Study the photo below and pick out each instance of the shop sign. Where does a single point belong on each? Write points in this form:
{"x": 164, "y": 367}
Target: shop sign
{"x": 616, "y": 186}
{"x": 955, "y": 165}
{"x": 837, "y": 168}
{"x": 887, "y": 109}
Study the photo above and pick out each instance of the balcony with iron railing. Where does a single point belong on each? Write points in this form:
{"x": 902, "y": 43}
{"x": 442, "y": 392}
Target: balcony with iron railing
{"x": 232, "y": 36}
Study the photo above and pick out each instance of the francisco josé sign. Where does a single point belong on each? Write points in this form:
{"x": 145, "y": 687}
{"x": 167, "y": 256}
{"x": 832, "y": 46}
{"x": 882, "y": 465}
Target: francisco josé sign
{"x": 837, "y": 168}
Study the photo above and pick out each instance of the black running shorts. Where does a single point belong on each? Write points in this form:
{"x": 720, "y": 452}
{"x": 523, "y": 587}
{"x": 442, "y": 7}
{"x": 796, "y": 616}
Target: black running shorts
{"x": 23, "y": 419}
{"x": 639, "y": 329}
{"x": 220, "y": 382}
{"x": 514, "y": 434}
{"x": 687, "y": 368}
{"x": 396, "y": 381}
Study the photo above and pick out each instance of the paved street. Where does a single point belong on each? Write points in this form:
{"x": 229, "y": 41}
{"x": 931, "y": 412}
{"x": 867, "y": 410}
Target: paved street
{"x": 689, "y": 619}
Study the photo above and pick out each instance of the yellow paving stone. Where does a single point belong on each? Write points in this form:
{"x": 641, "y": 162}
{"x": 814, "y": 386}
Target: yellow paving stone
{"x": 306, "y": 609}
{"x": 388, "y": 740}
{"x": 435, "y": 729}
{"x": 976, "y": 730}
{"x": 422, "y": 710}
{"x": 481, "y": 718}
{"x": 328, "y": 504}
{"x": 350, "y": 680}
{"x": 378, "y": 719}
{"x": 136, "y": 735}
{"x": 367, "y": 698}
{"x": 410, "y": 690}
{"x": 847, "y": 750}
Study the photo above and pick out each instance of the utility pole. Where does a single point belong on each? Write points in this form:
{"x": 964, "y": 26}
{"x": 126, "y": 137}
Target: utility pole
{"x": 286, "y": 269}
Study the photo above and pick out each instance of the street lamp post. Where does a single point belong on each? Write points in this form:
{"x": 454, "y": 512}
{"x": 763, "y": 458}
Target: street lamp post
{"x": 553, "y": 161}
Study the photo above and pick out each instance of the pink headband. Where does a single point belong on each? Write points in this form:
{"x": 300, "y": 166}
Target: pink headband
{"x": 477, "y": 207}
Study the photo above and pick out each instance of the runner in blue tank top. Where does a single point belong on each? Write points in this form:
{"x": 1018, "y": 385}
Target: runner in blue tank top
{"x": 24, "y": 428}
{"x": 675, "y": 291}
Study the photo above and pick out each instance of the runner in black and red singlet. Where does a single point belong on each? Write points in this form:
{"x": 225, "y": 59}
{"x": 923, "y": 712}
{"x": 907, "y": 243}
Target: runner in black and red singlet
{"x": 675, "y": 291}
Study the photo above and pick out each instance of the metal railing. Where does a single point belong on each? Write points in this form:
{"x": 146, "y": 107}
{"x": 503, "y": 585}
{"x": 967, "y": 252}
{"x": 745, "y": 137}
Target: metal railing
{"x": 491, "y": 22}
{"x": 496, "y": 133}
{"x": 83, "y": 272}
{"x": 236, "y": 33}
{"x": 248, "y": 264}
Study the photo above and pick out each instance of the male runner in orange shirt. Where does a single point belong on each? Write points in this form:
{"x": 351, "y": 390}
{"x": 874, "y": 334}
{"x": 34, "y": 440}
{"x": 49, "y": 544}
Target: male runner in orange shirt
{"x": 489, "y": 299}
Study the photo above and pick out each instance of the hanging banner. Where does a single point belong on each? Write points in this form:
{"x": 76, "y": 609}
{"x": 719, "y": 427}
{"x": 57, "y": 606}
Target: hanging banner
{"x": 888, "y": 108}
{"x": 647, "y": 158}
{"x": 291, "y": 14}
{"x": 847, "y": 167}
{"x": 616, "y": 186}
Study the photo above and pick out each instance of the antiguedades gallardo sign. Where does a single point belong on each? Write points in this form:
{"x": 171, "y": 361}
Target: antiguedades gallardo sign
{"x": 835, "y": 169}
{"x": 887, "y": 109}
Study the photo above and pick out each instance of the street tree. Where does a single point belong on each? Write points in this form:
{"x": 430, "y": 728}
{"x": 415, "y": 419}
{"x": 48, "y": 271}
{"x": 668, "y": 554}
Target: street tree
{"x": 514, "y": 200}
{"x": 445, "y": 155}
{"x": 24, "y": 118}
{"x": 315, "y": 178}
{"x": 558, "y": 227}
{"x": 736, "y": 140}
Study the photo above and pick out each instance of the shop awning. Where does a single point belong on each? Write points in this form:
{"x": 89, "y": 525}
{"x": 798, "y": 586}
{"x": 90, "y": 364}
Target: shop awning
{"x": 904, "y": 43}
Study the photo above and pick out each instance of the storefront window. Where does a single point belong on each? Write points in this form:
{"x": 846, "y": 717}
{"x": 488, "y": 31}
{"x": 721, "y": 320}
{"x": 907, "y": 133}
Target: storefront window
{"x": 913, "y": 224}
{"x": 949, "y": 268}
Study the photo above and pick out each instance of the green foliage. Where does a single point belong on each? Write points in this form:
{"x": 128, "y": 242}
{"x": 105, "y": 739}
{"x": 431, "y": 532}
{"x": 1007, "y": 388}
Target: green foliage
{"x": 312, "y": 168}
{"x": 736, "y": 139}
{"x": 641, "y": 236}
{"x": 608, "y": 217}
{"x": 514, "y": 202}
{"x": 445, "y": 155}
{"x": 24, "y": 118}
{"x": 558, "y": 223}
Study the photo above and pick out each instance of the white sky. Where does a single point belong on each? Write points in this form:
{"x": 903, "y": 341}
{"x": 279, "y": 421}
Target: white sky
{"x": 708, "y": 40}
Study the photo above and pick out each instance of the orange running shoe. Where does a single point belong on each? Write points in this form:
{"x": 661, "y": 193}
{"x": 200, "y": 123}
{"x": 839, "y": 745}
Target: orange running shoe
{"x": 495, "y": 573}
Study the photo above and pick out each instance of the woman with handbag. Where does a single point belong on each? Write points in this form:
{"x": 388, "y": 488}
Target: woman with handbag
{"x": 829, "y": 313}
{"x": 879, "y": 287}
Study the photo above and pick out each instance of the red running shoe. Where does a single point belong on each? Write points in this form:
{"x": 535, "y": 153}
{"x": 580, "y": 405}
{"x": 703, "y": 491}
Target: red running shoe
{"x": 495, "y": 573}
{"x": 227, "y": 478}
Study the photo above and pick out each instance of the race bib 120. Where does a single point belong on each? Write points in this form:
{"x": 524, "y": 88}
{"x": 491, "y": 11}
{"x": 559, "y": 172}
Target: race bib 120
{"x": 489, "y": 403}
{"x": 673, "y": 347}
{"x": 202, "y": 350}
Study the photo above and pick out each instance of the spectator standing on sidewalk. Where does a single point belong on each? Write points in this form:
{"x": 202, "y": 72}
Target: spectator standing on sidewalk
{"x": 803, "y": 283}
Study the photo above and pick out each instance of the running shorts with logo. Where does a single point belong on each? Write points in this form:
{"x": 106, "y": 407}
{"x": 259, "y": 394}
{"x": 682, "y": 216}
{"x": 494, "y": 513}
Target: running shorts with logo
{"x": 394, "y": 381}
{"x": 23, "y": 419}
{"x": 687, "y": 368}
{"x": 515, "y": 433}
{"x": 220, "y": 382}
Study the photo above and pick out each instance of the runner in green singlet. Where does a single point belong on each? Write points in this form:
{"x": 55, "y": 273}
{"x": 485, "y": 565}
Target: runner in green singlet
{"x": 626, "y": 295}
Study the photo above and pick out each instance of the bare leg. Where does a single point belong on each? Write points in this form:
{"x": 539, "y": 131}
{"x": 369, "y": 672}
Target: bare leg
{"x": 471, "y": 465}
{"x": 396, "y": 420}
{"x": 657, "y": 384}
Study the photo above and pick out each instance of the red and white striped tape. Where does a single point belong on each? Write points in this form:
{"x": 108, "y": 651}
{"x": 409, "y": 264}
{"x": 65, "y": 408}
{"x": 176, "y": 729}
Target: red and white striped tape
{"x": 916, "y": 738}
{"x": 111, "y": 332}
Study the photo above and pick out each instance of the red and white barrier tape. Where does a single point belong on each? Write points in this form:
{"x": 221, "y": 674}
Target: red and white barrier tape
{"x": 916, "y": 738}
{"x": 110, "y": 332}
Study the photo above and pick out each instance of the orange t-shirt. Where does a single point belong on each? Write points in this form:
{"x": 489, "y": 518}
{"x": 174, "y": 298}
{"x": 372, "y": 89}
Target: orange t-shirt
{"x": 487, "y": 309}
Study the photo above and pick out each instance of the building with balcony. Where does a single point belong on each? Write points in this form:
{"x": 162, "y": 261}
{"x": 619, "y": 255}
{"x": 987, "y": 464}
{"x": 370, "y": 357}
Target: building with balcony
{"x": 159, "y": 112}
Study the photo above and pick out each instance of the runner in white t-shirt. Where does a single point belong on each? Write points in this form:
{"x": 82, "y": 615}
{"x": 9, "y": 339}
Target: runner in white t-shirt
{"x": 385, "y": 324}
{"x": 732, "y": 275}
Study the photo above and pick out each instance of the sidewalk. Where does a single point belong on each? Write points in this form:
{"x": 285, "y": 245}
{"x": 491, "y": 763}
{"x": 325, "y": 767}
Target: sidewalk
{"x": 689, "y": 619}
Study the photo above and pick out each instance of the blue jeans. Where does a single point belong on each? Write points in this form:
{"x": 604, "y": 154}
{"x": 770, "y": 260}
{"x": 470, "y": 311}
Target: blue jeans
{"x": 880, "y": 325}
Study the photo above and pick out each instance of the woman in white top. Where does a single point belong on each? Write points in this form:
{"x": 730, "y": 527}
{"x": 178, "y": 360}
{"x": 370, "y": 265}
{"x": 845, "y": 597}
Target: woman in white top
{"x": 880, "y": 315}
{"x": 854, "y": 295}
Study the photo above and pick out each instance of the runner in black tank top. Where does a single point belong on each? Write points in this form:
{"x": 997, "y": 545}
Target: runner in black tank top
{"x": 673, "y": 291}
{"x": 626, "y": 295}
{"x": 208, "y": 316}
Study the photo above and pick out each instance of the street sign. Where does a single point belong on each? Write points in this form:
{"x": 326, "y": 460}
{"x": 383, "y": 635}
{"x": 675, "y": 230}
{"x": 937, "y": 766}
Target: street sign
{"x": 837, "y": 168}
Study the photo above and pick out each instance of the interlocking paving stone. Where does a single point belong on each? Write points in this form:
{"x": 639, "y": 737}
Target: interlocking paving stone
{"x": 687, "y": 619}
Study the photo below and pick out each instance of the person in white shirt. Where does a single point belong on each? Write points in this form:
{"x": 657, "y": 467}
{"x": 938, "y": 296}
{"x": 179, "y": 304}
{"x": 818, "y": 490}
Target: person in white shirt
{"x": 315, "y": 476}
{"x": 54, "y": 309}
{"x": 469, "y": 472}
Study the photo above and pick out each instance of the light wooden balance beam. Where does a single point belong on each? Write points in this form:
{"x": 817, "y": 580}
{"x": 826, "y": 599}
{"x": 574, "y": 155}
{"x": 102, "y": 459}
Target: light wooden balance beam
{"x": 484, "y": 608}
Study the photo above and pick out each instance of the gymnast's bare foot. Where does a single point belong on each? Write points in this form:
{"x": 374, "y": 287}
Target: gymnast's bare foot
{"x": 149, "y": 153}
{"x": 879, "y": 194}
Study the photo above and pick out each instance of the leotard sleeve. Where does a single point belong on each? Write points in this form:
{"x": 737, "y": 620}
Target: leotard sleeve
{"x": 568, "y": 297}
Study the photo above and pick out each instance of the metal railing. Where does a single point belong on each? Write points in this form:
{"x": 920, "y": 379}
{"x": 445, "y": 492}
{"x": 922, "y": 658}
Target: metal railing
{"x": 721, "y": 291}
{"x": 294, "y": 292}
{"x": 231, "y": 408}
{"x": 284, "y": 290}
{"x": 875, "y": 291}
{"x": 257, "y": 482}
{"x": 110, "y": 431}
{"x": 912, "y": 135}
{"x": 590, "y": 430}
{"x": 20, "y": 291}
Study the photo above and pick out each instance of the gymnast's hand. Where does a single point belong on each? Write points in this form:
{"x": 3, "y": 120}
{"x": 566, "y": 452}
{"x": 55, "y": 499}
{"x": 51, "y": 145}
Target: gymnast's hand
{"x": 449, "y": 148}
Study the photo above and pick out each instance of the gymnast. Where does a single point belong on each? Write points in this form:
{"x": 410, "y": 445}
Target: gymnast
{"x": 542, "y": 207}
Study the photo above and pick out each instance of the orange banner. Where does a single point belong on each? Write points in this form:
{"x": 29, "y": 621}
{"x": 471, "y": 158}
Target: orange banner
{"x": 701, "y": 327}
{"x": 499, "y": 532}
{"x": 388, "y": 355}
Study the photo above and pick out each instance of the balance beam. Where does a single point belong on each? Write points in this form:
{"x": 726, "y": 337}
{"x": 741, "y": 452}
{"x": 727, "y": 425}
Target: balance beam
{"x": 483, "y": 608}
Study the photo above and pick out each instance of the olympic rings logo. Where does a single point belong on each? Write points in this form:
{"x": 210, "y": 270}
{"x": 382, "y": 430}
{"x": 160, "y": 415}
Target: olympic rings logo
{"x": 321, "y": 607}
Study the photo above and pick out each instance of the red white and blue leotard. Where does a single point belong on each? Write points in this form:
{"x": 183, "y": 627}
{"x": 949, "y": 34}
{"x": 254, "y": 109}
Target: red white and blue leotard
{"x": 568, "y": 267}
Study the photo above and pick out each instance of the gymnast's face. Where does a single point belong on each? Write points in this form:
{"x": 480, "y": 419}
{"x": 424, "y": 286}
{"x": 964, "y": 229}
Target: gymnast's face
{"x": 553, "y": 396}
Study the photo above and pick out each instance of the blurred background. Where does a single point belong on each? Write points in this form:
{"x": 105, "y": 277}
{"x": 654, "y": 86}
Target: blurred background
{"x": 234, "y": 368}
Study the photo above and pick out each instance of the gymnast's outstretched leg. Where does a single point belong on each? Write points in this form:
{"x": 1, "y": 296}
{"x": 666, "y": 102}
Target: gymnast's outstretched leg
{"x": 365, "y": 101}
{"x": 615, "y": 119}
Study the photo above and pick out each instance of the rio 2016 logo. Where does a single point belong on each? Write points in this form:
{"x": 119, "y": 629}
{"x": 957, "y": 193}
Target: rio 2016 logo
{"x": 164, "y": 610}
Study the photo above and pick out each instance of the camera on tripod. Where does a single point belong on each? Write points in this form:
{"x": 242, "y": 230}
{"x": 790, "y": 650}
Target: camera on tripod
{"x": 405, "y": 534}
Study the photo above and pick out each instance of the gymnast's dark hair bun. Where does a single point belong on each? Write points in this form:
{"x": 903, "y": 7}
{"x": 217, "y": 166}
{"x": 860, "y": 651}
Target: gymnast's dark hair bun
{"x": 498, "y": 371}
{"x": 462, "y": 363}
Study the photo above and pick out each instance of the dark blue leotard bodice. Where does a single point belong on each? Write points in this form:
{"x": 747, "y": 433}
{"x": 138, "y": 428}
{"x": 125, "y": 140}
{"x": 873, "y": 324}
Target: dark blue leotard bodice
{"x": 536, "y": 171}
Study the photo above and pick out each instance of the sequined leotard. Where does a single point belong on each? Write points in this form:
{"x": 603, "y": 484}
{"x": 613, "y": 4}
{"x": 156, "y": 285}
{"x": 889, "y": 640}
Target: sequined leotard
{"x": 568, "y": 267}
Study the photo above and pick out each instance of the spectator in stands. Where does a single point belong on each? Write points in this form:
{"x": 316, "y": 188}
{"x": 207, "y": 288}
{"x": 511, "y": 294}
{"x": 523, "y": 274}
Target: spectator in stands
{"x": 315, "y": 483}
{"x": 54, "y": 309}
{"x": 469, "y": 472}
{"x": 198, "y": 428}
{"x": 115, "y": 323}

————————

## THE PROBLEM
Extract the entries verbatim, beginning at the line containing "of the sequined" and continuing through the last line of the entries.

## THE RESPONSE
Study the photo above and pick out each instance of the sequined leotard. Where does a single point belong on each? Write points in this form:
{"x": 603, "y": 484}
{"x": 613, "y": 4}
{"x": 156, "y": 285}
{"x": 889, "y": 640}
Target: sequined leotard
{"x": 568, "y": 267}
Study the photo above and pick out each instance of the spectator in stands. Where does a single point belong on each? Write points in this form:
{"x": 316, "y": 188}
{"x": 207, "y": 288}
{"x": 511, "y": 294}
{"x": 523, "y": 274}
Target: spectator in stands
{"x": 315, "y": 483}
{"x": 54, "y": 309}
{"x": 469, "y": 472}
{"x": 198, "y": 428}
{"x": 115, "y": 323}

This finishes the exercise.